→ Check your understanding
**a.** List every year mentioned in the article on the painting Trajan's Arch, Ancona.
**b.** Carry on the article on the painting Trajan's Arch, Ancona from the end of its final paragraph.

→ Page extract
Painting by Clarkson Stanfield

Trajan's Arch, Ancona is an 1851 landscape painting by the British artist Clarkson Stanfield . It portrays a view on the Adriatic coast of Italy near Ancona. Prominent in the foreground is Arch of Trajan constructed in honour of the Roman Emperor Trajan.

Stanfield, a former sailor, was known for his maritime paintings. He had visited the Adriatic in 1838 and the image was inspired by sketches made in that trip. The work was displayed at the Royal Academy Exhibition of 1851 at the National Gallery in Trafalgar Square. Today it is in the collection of the Victoria and Albert Museum in South Kensington, having been acquired in 1876.

Stanfield had displayed a very similar painting (now lost) at the Royal Academy's Summer Exhibition of 1845. It was hung between two whaling paintings produced by Stanfield's friend J.M.W. Turner. Critics attacking Turner for his proto-Impressionistic style had used Stanfield's painting as a foil for Turner in their claim for what a seascape should look like.

→ Material supplied
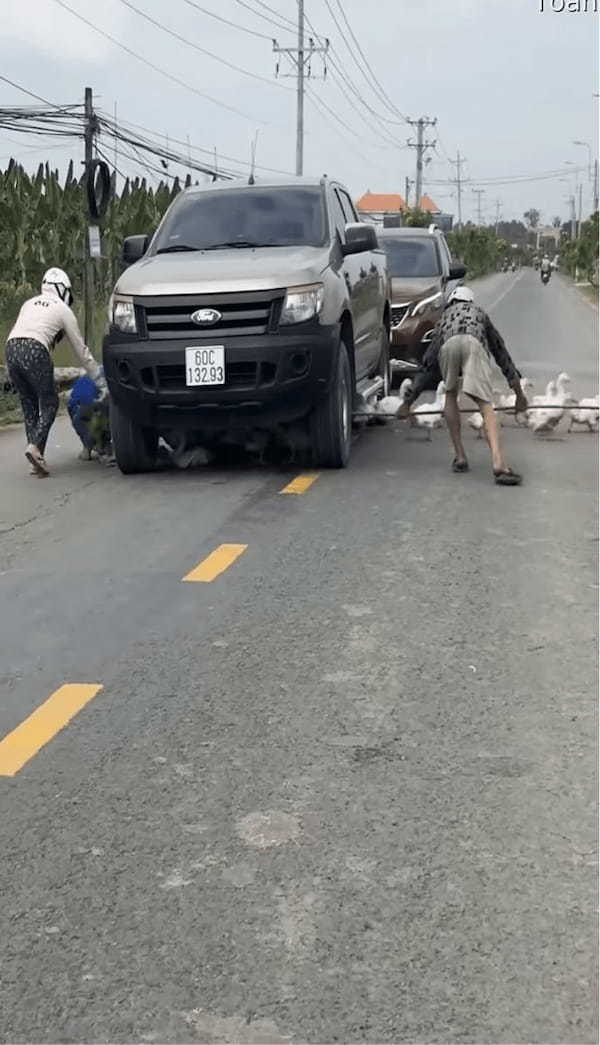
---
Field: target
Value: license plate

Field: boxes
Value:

==

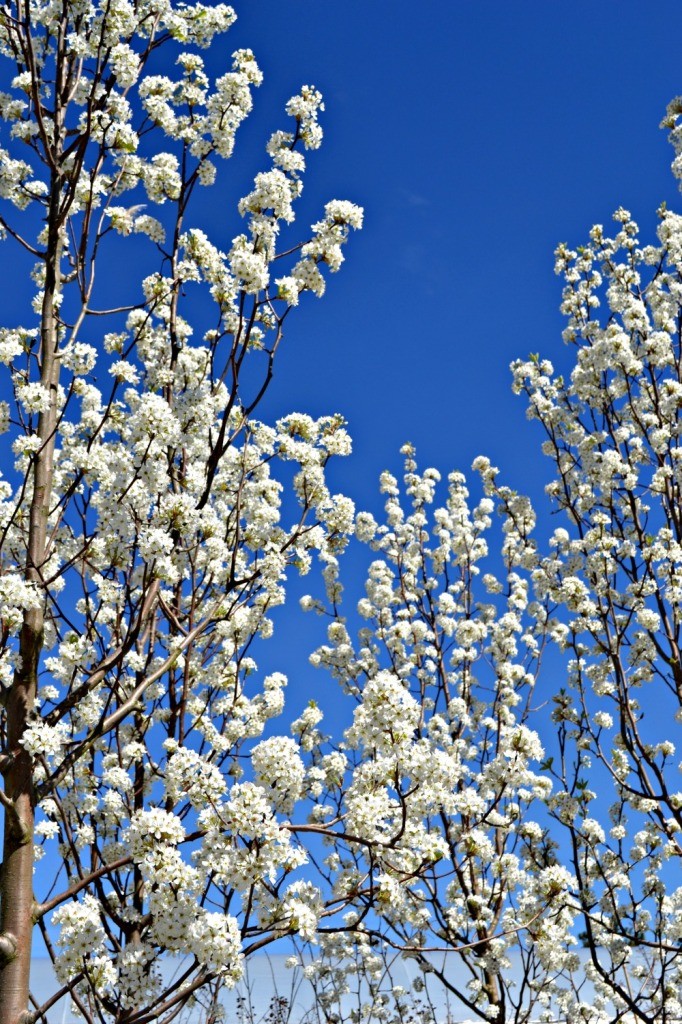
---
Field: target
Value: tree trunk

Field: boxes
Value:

→ Numbered responses
**a.** 1851, 1838, 1876, 1845

**b.**
==Bibliography==
- Hokanson, Alison . Turner's Whaling Pictures" The Metropolitan Museum of Art Bulletin, v. 73, no. 4 (Spring, 2016). Metropolitan Museum of Art, 2015.
- Parkinson, Ronald. Catalogue of British Oil Paintings 1820-1860. Victoria and Albert Museum, 1990.
- Van der Merwe, Pieter & Took, Roger. The Spectacular career of Clarkson Stanfield. Tyne and Wear County Council Museums, 1979.